> **SHORT EXERCISE 1**: In the residue thread, list the name shown above each post, in the order the posts appear.
> **SHORT EXERCISE 2**: Reproduce a passage from the residue thread, beginning at the words "Please check find" and stopping after "useful for simplifying.".

Please check find residue problem

[ognik]

Hi - I get a different answer from the book, but please also review for correct mathematical language & notation ...

find residues for $ f(z) = \frac{sin(\frac{1}{z}) }{z^2 + a^2} $ There are 2 simple poles, $ \pm ia $ ; also I note that $ {z}_{o}^2 = -a^2 $ which proves useful for simplifying.

$ Res[f, ia] = \lim_{{z}\to{{z}_{0}}}\frac{(z - {z}_{0})sin(\frac{1}{z})}{z^2 - {z}_{0}^2} =
\lim_{{z}\to{{z}_{0}}} \frac{sin(\frac{1}{z})}{z + {z}_{0}} = \frac{sin(\frac{1}{ia})}{2ia} $

Now $ sin(i\theta) = i sinh(\theta) $, so $ Res[f, ia] = \frac{sinh(\frac{1}{a})}{2a} = Res[f, -ia] $

But the book says it should be $ - \frac{sinh(\frac{1}{a})}{2a} $ ?

 

[Fernando Revilla]

But the book says it should be $ - \frac{sinh(\frac{1}{a})}{2a} $ ?

Follow the steps, and try to find your mistake when using $z_0^2=-a^2$
$$\text{Res}[f, ia] = \lim_{{z}\to{ ia}}\frac{(z - ia)\sin \left(\frac{1}{z}\right)}{(z-ia)(z+ia)} = \lim_{{z}\to{ia}} \frac{\sin\left(\frac{1}{z}\right)}{z + ia} = \frac{\sin\left(\frac{1}{ia}\right)}{2ia}$$ $$=\frac{\sin\left(-i\frac{1}{a}\right)}{2ia}=\frac{-\sin\left(i\frac{1}{a}\right)}{2ia}=\frac{-i\sinh\left(\frac{1}{a}\right)}{2ia}=-\frac{\sinh\left(\frac{1}{a}\right)}{2a}.$$

 

[ognik]

Yes, just a silly mistake, thanks Fernando

> **STORED RECORDS**:
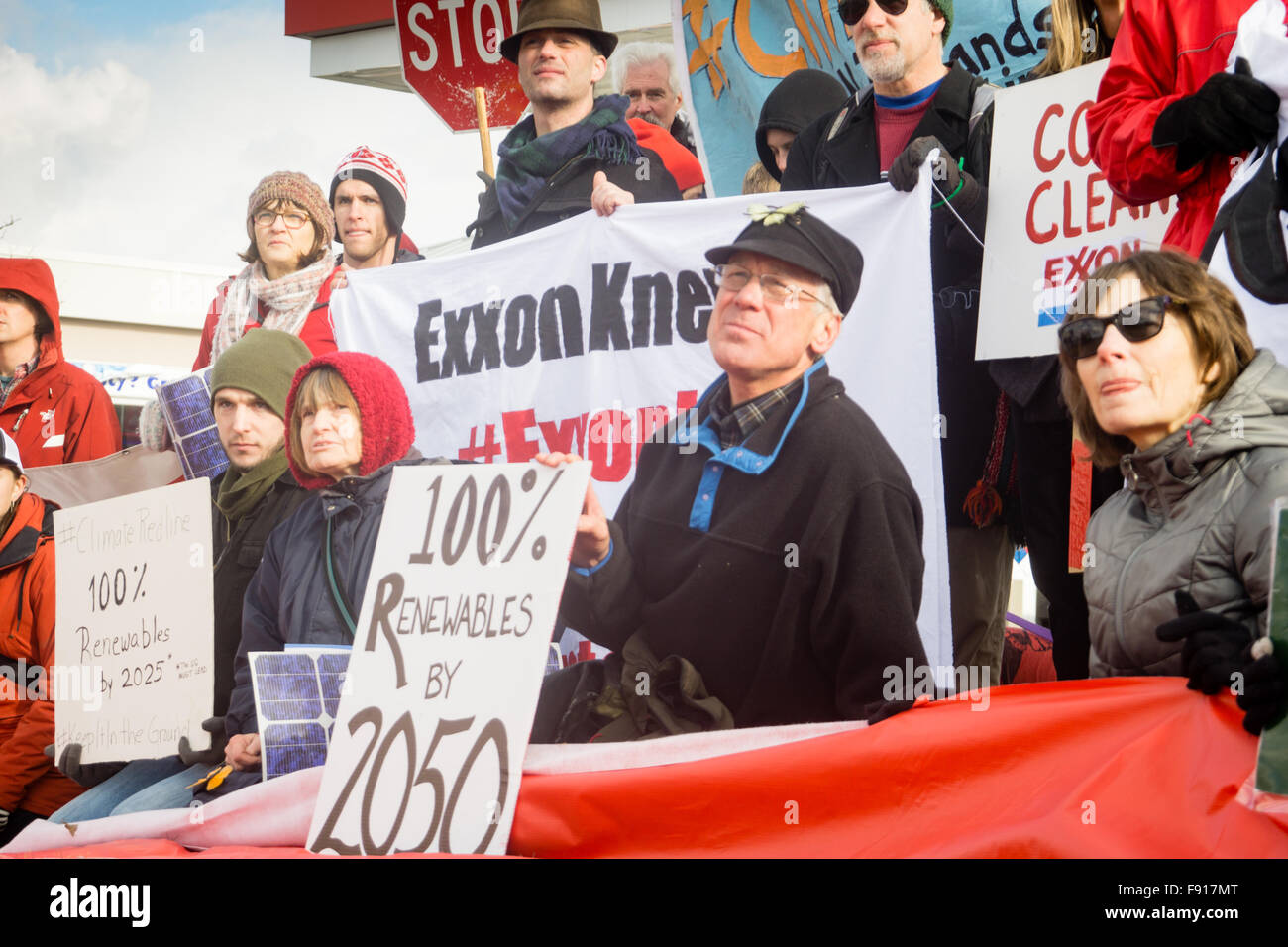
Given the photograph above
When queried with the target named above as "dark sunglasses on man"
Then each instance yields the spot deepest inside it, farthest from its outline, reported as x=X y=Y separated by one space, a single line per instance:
x=851 y=11
x=1136 y=322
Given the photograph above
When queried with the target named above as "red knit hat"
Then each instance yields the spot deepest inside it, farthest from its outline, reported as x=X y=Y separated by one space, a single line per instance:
x=31 y=275
x=384 y=411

> **COMPLETE ANSWER 1**:
ognik
Fernando Revilla
ognik

> **COMPLETE ANSWER 2**:
Please check find residue problem

[ognik]

Hi - I get a different answer from the book, but please also review for correct mathematical language & notation ...

find residues for $ f(z) = \frac{sin(\frac{1}{z}) }{z^2 + a^2} $ There are 2 simple poles, $ \pm ia $ ; also I note that $ {z}_{o}^2 = -a^2 $ which proves useful for simplifying.